• [Tindakan yang Diperlukan]:
(A) Berdasarkan berita tentang konferensi pers Yayasan Petrasa Dairi, berapa persen kontribusi sektor pertanian terhadap perekonomian daerah?
(B) Tulis lanjutan berita tentang konferensi pers Yayasan Petrasa Dairi, dimulai setelah kalimat terakhirnya.

• [Kutipan Terpilih]:
++++++

Dairi | suaraburuhnasional.com – Pada Selasa, 21 Agustus 2024, Yayasan Petrasa Dairi mengadakan konferensi pers di aula Petrasa, Jalan Medan-Sidikalang No. 17B, dengan mengusung tema “Memperkuat Ekonomi Petani dan Perlawanan terhadap Perusak Lingkungan melalui Pemulihan Ruang Hidup.” Acara ini bertujuan untuk membahas dampak signifikan dari aktivitas pertambangan terhadap para petani di daerah lingkar tambang dan kondisi lingkungan sekitar.
Dalam acara ini, sejumlah tokoh penting hadir sebagai narasumber, termasuk Op. Tomi Boru Purba, seorang petani durian dari Pandiangan, MP Sihombing, petani durian asal Parongil, Diakones Santun Sinaga dari Yayasan Pelangi Diakonia Kasih (YPDK), serta Lidia Naibaho, Direktur Utama Petrasa.
Duat Sihombing, salah satu pembicara, menekankan ancaman serius yang dihadapi para petani akibat operasi berkelanjutan dari PT Dairi Prima Mineral (DPM). Beliau menyampaikan bahwa 80% dari penduduk Kabupaten Dairi berprofesi sebagai petani, dan sektor pertanian berkontribusi sebesar 42% terhadap perekonomian daerah. “Ini menunjukkan bahwa tanpa kehadiran tambang, masyarakat sudah mampu hidup sejahtera secara berkelanjutan,” tegasnya.

++++++

• [Cuplikan Data]:

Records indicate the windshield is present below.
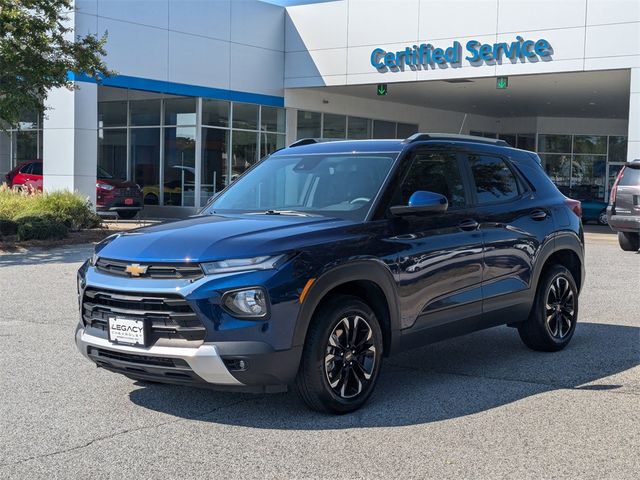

++++++

• [Daftar Jawaban]:
(A) 42%.

(B)
Durian Parongil, salah satu komoditas unggulan dari Dairi yang telah dikenal secara nasional karena kualitasnya, berada dalam ancaman besar akibat aktivitas pertambangan PT DPM. Durian yang melegenda ini bukan hanya bagian dari identitas budaya lokal, tetapi juga merupakan penopang utama ekonomi masyarakat di kawasan Silima Pungga-pungga, Lae Parira, Siempat Nempu, dan Siempat Nempu Hilir. Kehilangan komoditas ini dapat mengakibatkan dampak sosial dan ekonomi yang signifikan bagi warga sekitar.
Op. Tomi Boru Purba, yang telah bertani durian secara turun-temurun di Desa Pandiangan, berbagi pengalaman tentang pentingnya tanaman durian bagi keluarganya. Dengan lahan seluas 3 hektar, ia menanam berbagai tanaman, termasuk durian, jengkol, petai, kopi, padi, dan jagung. “Hanya dengan panen durian sebanyak 30%, saya sudah mendapatkan pendapatan sebesar 30 juta rupiah,” ungkap Boru Purba. Dia menambahkan bahwa penghasilan dari durian telah memungkinkan dia untuk menyekolahkan tujuh anaknya hingga meraih gelar sarjana.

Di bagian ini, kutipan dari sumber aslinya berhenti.